Given task
Reproduce each of the following records word for word, omitting the pictures from your answer.

Supplied data
════════════════
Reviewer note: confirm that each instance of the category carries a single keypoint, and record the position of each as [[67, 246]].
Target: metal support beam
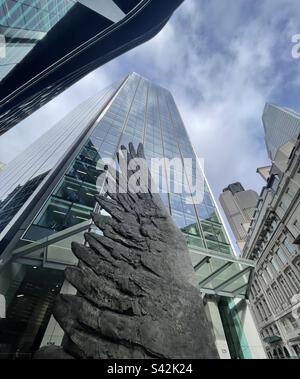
[[215, 274], [232, 279], [202, 263], [239, 290]]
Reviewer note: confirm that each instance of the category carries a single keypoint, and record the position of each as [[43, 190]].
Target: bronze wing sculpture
[[137, 295]]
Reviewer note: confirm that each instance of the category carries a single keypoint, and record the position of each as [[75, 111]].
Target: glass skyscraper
[[24, 23], [48, 45], [47, 195]]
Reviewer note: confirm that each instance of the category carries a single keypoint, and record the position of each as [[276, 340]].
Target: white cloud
[[222, 60]]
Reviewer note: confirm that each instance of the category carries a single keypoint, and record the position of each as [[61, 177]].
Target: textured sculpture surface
[[137, 295]]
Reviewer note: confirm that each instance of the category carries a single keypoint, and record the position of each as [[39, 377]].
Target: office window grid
[[142, 112]]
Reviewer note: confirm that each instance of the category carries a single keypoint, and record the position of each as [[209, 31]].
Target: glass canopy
[[217, 273]]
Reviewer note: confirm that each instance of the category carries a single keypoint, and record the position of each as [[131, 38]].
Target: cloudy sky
[[222, 60]]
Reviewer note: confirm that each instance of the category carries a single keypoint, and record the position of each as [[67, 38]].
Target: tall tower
[[36, 63], [282, 129], [47, 195], [239, 206]]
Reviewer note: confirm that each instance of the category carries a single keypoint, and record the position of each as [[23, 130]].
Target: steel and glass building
[[282, 129], [239, 206], [47, 194], [47, 45]]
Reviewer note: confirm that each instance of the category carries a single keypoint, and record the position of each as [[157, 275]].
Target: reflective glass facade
[[134, 110], [21, 177], [25, 22], [142, 112], [36, 63]]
════════════════
Answer to the exercise
Reviewer note: confirm that each instance of the category carries a single keypoint, and record the position of each as [[67, 246]].
Target: metal support beam
[[215, 274], [232, 279], [202, 263], [239, 290]]
Reviewer note: confirm that each instance of the category carries a single keypoint, and record the position of each as [[43, 190]].
Target: bronze wing sculpture
[[137, 295]]
Reviewer note: confirm that each instance of the category carries a single keypoint, and record the position of each as [[75, 111]].
Target: glass skyscraper
[[24, 23], [48, 45], [47, 195]]
Reviewer note: confirm that each instance of the category carries a single keypoint, and record the position of each as [[276, 340]].
Target: white cloud
[[222, 60]]
Reviewer note: confirm that each instance of the category carries a single keypoint, and record the position of each as [[61, 177]].
Target: textured sculpture surface
[[137, 295]]
Reviewer note: confirm that each instance of the category carries a single keypoint, and record the position of each as [[39, 377]].
Target: office window grid
[[142, 112]]
Reviewer note: confirm that each instance of the category carries a single keypoint, and record the position of each as [[209, 31]].
Target: glass canopy
[[217, 273]]
Reviewer note: confirm that each instance of the category carries a single keypoint, and record the position of each as [[131, 38]].
Target: cloudy sky
[[222, 60]]
Reviewer note: confirm that each instance of the category carries a single keypoint, and record the position of each as [[67, 38]].
Target: tall tower
[[36, 63], [282, 129], [47, 195], [239, 206]]
Reviewer note: confirm that each instance of the category carries a single keypoint, and record the position of each as [[23, 130]].
Target: steel and glass building
[[282, 129], [239, 206], [47, 194], [47, 45]]
Reviewer note: confirm that each instance of the category carries a single keypoint, and record the position of each as [[157, 275]].
Target: reflective glass facade
[[134, 110], [21, 177], [25, 22], [142, 112], [36, 63]]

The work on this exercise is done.